** begin **

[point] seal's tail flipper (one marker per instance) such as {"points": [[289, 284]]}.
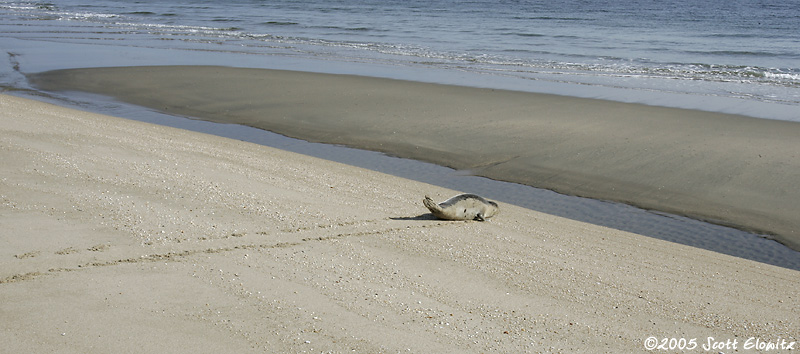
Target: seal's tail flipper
{"points": [[431, 205]]}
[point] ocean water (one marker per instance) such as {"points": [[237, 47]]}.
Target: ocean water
{"points": [[733, 56], [730, 56]]}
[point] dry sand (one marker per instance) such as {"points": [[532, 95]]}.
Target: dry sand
{"points": [[120, 236], [734, 170]]}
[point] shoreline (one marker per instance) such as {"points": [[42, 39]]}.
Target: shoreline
{"points": [[118, 230], [727, 169]]}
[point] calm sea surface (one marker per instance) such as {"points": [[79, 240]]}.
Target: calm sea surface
{"points": [[731, 56], [736, 56]]}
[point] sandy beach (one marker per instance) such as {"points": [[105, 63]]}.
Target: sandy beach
{"points": [[728, 169], [121, 236]]}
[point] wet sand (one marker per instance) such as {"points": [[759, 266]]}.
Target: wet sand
{"points": [[728, 169], [122, 236]]}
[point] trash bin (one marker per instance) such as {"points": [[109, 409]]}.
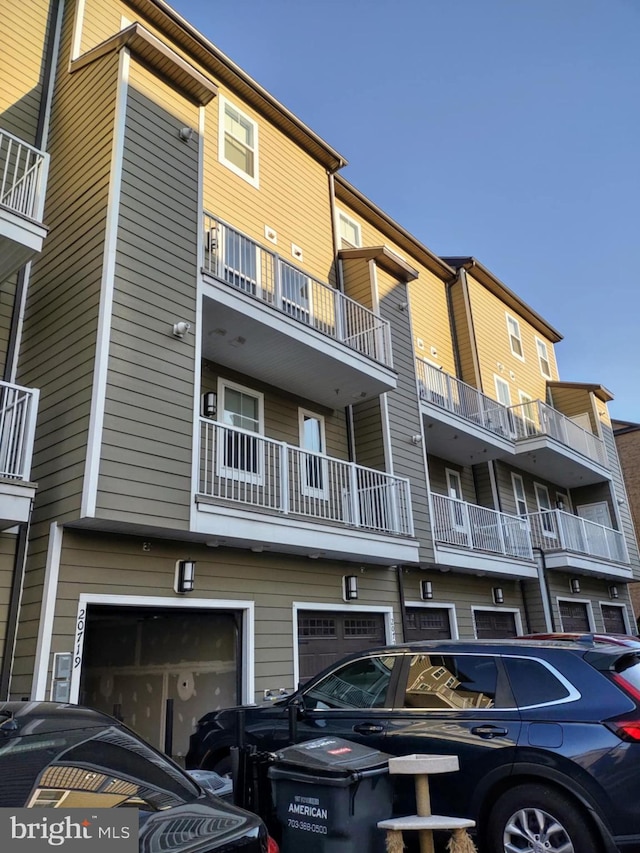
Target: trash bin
{"points": [[329, 795]]}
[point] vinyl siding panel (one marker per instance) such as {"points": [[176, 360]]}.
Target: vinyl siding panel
{"points": [[145, 465], [292, 198], [23, 40], [60, 325], [494, 351]]}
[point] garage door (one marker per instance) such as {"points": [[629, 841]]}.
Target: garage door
{"points": [[326, 636]]}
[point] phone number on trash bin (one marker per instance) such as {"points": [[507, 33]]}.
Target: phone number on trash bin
{"points": [[307, 827]]}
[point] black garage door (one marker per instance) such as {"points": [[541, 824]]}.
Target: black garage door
{"points": [[326, 636]]}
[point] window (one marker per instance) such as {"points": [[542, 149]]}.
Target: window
{"points": [[543, 358], [239, 452], [470, 682], [359, 684], [313, 468], [238, 142], [349, 232], [515, 340], [519, 494]]}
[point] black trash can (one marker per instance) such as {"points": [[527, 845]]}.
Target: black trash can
{"points": [[329, 795]]}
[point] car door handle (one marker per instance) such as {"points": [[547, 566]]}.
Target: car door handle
{"points": [[368, 729], [488, 732]]}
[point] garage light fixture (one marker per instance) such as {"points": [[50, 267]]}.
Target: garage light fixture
{"points": [[350, 587], [185, 576]]}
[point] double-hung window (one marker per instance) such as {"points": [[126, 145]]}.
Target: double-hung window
{"points": [[238, 142]]}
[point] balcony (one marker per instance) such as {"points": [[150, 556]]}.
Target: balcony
{"points": [[271, 320], [23, 180], [18, 409], [461, 423], [492, 540], [572, 542], [554, 447], [255, 488]]}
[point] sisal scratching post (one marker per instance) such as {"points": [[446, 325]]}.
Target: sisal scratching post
{"points": [[460, 842], [395, 844]]}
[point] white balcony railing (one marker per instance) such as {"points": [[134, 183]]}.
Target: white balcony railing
{"points": [[467, 525], [554, 530], [18, 409], [537, 418], [246, 468], [23, 176], [449, 393], [246, 265]]}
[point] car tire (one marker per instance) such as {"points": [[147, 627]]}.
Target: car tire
{"points": [[531, 817]]}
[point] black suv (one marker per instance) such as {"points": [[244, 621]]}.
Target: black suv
{"points": [[547, 734], [68, 756]]}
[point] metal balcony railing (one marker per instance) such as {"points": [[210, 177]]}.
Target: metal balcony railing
{"points": [[537, 418], [260, 473], [18, 409], [23, 176], [554, 530], [457, 522], [246, 265], [455, 396]]}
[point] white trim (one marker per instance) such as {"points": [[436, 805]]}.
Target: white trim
{"points": [[78, 23], [494, 609], [98, 391], [47, 613], [440, 605], [517, 336], [248, 630], [254, 179], [573, 600], [298, 606]]}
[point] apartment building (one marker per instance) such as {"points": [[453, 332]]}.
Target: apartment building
{"points": [[272, 425]]}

** end **

- SHORT PROBLEM
Print the records word for word and exclude any picture they hold.

- EXERCISE SOLUTION
[point] seal's tail flipper (one marker per instance) such as {"points": [[289, 284]]}.
Target: seal's tail flipper
{"points": [[431, 205]]}
[point] ocean water (one marker per instance) such as {"points": [[237, 47]]}.
Target: ocean water
{"points": [[733, 56], [730, 56]]}
[point] dry sand (one marker per instance) such as {"points": [[532, 95]]}.
Target: dry sand
{"points": [[120, 236], [734, 170]]}
[point] shoreline (one marker per instance) such as {"points": [[42, 39]]}.
Target: shoreline
{"points": [[118, 230], [727, 169]]}
[point] calm sea surface (one marker per instance) such as {"points": [[79, 240]]}.
Target: calm sea surface
{"points": [[731, 56], [736, 56]]}
[point] sandy beach (one marker per instance) such as {"points": [[105, 63]]}.
Target: sandy beach
{"points": [[728, 169], [121, 236]]}
[point] wet sand (one marker per instance) such as {"points": [[759, 266]]}.
Target: wet sand
{"points": [[728, 169], [122, 236]]}
[point] trash bin (one marker per instance) such as {"points": [[109, 409]]}.
Target: trash bin
{"points": [[329, 795]]}
[point] vinyl siding panel (one marker per instance) such as {"points": [[176, 360]]}.
Target: vinyl siding panel
{"points": [[145, 465], [292, 198], [23, 40], [60, 325], [494, 351]]}
[point] garage door (one marker per instance) such as {"points": [[629, 841]]}.
Target: garage door
{"points": [[326, 636]]}
[point] phone number on trash bin (one marker per instance) such as {"points": [[507, 33]]}.
Target: phone number on trash bin
{"points": [[307, 827]]}
[point] black garage door (one marker per instance) such as {"points": [[541, 824]]}.
Target: black garage door
{"points": [[326, 636]]}
[point] window (one marker per instance) such as {"points": [[542, 149]]}.
Target: window
{"points": [[543, 358], [239, 452], [470, 682], [359, 684], [313, 468], [238, 142], [349, 232], [515, 340], [519, 494]]}
[point] black trash can (one marker per instance) such as {"points": [[527, 845]]}.
Target: black trash can
{"points": [[329, 795]]}
[point] car door handle (one marker per instance) such as {"points": [[547, 566]]}.
Target: car door handle
{"points": [[368, 729], [488, 732]]}
[point] garage light fixture (one marker per instance) such as {"points": [[50, 267]]}.
Target: garage light fixture
{"points": [[350, 587], [185, 576]]}
[point] double-hung window (one marker per instance) such as {"points": [[126, 145]]}.
Target: double-hung window
{"points": [[238, 142]]}
[point] balcony (one marker per instance) such as {"points": [[150, 556]]}.
Target: balcony
{"points": [[271, 320], [23, 180], [18, 409], [461, 423], [492, 540], [572, 542], [554, 447], [255, 488]]}
[point] sisal scratching post (one marker per instance) such as {"points": [[446, 325]]}.
Target: sisal scratching post
{"points": [[460, 842], [395, 844]]}
[point] white balcony railing (one marker per instance) such as {"points": [[134, 183]]}.
Target: white balcony railing
{"points": [[467, 525], [554, 530], [18, 409], [537, 418], [246, 468], [23, 176], [449, 393], [246, 265]]}
[point] car tire (one marker per instance) such as {"points": [[147, 627]]}.
Target: car tire
{"points": [[531, 817]]}
[point] black suv (one marker per instance) such as {"points": [[244, 621]]}.
Target: black suv
{"points": [[547, 734], [68, 756]]}
[point] metal balcony railing (one marker per instance) such as {"points": [[210, 177]]}.
Target: metal balcony railing
{"points": [[537, 418], [260, 473], [18, 409], [23, 176], [554, 530], [457, 522], [246, 265], [455, 396]]}
[point] white trim (one marker per instance) such as {"points": [[436, 805]]}.
Target: white trim
{"points": [[78, 23], [494, 609], [98, 391], [47, 613], [440, 605], [517, 336], [248, 630], [254, 179], [573, 600], [298, 606]]}
[point] apartment building (one marker per instance) such as {"points": [[453, 332]]}.
Target: apartment building
{"points": [[272, 425]]}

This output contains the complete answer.